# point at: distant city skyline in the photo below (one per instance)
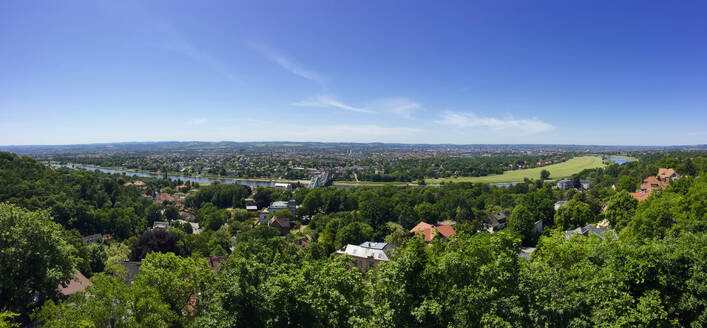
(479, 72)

...

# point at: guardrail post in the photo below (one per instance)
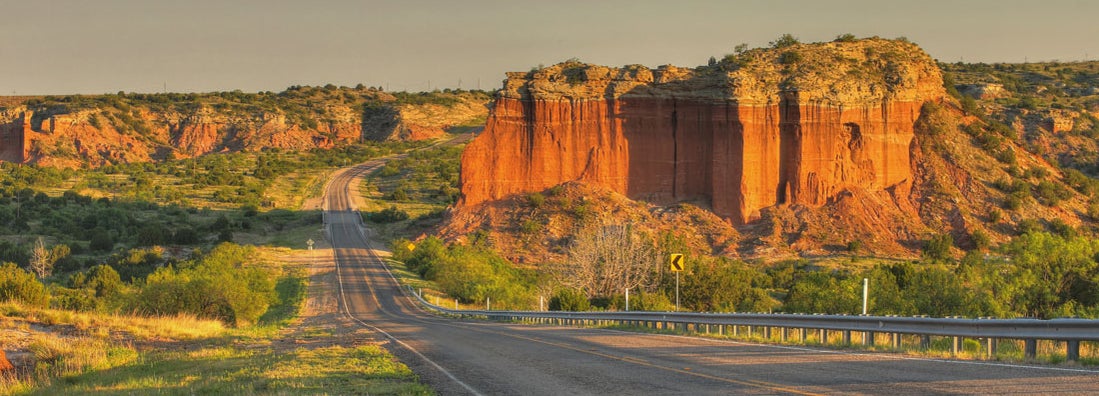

...

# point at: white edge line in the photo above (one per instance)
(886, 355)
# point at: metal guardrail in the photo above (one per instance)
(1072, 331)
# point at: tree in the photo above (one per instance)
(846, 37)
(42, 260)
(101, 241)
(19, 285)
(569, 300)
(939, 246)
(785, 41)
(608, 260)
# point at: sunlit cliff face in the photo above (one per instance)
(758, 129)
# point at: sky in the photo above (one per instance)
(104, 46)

### TASK DIRECTIONS
List each line of the material above that contains the string "guardrail", treating uppercase and lowercase as different.

### EXERCISE OUTPUT
# point at: guardrail post in the photo below (one per instance)
# point at: metal guardrail in the photo above (one per instance)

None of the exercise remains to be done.